AUSZUG -
########
Erst nach der Rückkehr der Truppen aus dem Osten konnte die römische Führung an eine militärische Offensive denken. Im Frühjahr des Jahres 168 bezogen die beiden Kaiser Marc Aurel und Lucius Verus ihr Hauptquartier in Aquileia in Oberitalien. Erste Maßnahmen waren die Einrichtung eines aus befestigten Anlagen bestehenden Verteidigungssystems in Oberitalien und den Donauprovinzen ("praetentura Italiae et Alpium") und die Aushebung von neuen Legionen. Eine dieser Legionen wurde später in Raetien im Lager "Castra Regina" angesiedelt, woraus das heutige Regensburg entstand.
Die Pest, die die Armee aus dem Osten miteinschleppte, breitete sich schnell aus und führte zu einer Verschlechterung der militärischen Lage auf römischer Seite. Im Frühjahr 169 entschlossen sich die Kaiser zur Rückkehr nach Rom; Lucius Verus starb aber auf der Reise.
Eine erste Offensive der römischen Armee auf germanisches Gebiet scheiterte, wobei 20.000 Römer im Kampf fielen. Infolgedessen kam es zu verheerenden Invasionen germanischer Stämme nach Oberitalien; Aquileia wurde belagert und das benachbarte Opitergium völlig zerstört. Auch in den Donauprovinzen kam es auf breitester Front zu Zerstörungen. Die Barbaren stießen sogar bis nach Griechenland vor.
Nach der Vertreibung der Eindringlinge, wobei sich der spätere Kaiser Pertinax auszeichnete, ging die römische Armee im Jahre 171 zur Gegenoffensive jenseits des Limes über. Besondere Ereignisse während des ersten Markomannenkrieges waren das so genannte "Regenwunder im Quadenland" und das "Blitzwunder", bei denen nach römischer Propaganda die Götter, veranlasst durch die Gebete des Kaisers, die römischen Truppen aus Gefahr erretteten. Die im Heer dienenden Christen reklamierten diese Wunder für ihren Gott.
########
AUFGEFÜHRTE ZEILEN -

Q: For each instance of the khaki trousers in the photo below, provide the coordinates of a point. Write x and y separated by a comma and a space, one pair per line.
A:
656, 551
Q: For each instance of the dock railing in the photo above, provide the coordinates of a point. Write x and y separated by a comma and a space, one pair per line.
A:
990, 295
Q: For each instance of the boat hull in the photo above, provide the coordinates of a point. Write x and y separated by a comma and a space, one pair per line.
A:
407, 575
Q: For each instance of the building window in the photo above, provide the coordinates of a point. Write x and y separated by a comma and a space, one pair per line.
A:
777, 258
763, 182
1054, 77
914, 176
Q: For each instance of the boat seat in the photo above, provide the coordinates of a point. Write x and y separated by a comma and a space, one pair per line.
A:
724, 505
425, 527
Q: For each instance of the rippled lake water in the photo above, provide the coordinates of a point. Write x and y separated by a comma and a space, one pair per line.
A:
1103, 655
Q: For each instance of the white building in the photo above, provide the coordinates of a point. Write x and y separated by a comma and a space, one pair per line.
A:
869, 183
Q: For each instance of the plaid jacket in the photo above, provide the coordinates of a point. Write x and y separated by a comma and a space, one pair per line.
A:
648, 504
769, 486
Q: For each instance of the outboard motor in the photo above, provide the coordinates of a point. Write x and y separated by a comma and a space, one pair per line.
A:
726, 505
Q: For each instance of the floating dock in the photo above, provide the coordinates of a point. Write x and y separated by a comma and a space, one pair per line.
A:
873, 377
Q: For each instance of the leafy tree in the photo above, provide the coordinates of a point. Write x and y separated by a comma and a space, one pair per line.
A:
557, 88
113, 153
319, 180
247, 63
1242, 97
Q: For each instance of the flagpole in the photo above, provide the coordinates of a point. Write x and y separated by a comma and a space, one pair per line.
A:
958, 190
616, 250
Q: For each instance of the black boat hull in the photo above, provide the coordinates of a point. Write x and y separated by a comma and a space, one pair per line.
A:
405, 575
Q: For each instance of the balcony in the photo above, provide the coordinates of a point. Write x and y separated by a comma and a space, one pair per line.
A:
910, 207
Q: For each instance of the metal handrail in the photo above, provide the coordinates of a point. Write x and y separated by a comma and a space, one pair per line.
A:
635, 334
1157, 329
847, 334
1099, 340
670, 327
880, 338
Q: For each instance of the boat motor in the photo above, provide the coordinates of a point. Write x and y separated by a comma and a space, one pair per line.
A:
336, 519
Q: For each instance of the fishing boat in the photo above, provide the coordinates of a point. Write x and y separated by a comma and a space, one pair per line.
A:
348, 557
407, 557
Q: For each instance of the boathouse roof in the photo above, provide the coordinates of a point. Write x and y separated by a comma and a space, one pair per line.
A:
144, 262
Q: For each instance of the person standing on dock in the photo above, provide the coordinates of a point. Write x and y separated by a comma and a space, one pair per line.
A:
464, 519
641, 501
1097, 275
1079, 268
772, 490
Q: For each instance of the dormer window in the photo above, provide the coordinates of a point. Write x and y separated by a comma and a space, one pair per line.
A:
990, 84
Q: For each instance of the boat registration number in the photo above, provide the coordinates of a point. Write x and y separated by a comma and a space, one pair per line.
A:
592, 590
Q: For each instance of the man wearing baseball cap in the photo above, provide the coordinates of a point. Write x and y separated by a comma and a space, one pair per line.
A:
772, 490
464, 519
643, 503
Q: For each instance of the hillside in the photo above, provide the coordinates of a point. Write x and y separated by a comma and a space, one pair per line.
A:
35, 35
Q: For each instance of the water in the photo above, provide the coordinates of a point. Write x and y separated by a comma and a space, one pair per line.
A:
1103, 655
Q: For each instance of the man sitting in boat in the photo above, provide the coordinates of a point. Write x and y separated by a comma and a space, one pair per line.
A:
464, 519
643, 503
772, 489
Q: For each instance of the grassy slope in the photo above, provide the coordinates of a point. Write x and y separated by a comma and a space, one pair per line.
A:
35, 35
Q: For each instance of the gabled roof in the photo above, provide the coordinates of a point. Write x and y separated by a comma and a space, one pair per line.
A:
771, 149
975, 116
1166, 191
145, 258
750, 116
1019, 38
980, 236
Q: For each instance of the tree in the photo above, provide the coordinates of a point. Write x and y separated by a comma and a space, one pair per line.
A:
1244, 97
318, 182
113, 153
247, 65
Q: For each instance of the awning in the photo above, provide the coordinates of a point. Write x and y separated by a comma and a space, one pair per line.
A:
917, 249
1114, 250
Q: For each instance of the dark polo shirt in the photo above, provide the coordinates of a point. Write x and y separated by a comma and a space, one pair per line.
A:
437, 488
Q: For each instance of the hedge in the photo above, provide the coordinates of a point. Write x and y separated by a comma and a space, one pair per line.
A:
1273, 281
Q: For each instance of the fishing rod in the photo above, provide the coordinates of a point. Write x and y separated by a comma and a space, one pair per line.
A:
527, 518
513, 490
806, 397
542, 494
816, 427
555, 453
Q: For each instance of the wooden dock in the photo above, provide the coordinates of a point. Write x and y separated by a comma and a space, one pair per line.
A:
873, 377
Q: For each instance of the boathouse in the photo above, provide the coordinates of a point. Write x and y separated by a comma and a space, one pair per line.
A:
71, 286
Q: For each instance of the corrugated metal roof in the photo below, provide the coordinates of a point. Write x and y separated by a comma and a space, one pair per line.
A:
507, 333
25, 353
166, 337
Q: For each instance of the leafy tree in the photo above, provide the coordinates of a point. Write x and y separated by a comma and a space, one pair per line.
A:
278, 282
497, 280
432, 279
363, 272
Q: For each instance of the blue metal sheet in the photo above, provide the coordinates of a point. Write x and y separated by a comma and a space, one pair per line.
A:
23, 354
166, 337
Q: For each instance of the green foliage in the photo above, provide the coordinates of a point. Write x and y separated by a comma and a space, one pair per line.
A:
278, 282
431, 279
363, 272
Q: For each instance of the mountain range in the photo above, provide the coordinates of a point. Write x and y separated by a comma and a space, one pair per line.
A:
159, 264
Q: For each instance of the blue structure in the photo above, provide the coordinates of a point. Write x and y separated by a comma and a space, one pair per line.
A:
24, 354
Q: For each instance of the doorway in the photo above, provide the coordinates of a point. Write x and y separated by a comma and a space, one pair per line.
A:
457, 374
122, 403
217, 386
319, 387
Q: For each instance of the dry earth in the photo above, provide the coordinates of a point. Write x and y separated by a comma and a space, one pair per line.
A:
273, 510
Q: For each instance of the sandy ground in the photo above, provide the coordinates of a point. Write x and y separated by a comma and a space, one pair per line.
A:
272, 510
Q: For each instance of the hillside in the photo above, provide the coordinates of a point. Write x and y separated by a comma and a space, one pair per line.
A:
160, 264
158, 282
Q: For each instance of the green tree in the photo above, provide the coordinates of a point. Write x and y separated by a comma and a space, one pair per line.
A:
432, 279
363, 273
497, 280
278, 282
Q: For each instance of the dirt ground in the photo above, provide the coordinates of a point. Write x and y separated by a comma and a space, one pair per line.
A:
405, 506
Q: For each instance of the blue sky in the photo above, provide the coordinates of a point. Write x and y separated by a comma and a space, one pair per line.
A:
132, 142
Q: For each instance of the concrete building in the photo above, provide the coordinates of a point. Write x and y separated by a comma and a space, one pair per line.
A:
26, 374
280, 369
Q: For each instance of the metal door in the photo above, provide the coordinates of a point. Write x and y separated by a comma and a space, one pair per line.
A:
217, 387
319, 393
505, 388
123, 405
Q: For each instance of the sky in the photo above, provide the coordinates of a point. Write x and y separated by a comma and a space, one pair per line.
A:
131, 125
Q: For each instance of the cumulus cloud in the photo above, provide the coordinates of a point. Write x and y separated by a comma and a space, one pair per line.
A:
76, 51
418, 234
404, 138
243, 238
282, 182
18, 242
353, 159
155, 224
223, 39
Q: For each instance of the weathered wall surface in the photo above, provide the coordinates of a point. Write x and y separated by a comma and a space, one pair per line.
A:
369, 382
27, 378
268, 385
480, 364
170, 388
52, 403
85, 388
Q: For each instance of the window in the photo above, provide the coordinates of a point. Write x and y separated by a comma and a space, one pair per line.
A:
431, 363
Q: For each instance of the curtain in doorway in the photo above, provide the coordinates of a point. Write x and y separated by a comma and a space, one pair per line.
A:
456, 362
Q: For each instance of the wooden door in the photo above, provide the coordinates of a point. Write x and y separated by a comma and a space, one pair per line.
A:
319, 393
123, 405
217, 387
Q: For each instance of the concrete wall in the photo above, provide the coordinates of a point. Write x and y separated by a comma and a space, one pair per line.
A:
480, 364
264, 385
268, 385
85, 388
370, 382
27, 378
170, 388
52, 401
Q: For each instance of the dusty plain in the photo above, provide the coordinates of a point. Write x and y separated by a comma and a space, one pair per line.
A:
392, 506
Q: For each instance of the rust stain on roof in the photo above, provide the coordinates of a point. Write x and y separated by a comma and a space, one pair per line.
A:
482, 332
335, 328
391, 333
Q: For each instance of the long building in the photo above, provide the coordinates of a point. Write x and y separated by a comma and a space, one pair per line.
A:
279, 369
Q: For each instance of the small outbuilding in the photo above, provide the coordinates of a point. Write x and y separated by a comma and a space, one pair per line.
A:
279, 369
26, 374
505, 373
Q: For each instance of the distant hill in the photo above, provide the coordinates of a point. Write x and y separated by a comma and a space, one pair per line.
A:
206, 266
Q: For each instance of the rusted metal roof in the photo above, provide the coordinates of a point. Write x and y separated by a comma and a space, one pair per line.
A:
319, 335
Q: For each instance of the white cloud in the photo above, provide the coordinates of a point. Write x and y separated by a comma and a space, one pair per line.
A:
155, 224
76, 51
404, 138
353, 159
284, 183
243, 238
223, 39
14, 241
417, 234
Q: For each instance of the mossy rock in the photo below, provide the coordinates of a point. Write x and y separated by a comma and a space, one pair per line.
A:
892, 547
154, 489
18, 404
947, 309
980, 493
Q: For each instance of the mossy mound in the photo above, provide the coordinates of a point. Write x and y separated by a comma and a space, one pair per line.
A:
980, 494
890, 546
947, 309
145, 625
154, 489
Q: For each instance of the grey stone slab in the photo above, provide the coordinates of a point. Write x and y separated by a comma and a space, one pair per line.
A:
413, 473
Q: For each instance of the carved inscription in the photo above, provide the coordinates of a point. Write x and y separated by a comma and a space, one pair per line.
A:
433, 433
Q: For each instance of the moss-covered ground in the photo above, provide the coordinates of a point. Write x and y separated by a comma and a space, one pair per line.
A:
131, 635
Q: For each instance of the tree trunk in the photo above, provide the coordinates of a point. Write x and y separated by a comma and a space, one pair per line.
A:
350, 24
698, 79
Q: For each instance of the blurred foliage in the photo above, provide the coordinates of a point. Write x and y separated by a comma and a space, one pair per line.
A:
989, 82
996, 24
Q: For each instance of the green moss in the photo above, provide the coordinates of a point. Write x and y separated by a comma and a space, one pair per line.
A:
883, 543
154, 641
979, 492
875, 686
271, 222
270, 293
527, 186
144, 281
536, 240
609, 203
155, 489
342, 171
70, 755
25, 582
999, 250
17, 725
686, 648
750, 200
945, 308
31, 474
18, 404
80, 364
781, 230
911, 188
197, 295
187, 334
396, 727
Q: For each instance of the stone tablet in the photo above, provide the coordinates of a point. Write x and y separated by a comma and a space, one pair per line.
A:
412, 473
########
AUFGABE A -
Wo schlugen die beiden Kaiser laut dem Auszug im Frühjahr 168 ihr Hauptquartier auf?
AUFGABE B -
Kopiere aus dem Auszug wortgetreu den Abschnitt von „Die Pest, die“ bis einschließlich „nach Griechenland vor.“.
Die Zeilen sind eigenständiges Material und gehören nicht zum Auszug.

VOLLSTÄNDIGE LÖSUNG A -
In Aquileia in Oberitalien.

VOLLSTÄNDIGE LÖSUNG B -
Die Pest, die die Armee aus dem Osten miteinschleppte, breitete sich schnell aus und führte zu einer Verschlechterung der militärischen Lage auf römischer Seite. Im Frühjahr 169 entschlossen sich die Kaiser zur Rückkehr nach Rom; Lucius Verus starb aber auf der Reise.
Eine erste Offensive der römischen Armee auf germanisches Gebiet scheiterte, wobei 20.000 Römer im Kampf fielen. Infolgedessen kam es zu verheerenden Invasionen germanischer Stämme nach Oberitalien; Aquileia wurde belagert und das benachbarte Opitergium völlig zerstört. Auch in den Donauprovinzen kam es auf breitester Front zu Zerstörungen. Die Barbaren stießen sogar bis nach Griechenland vor.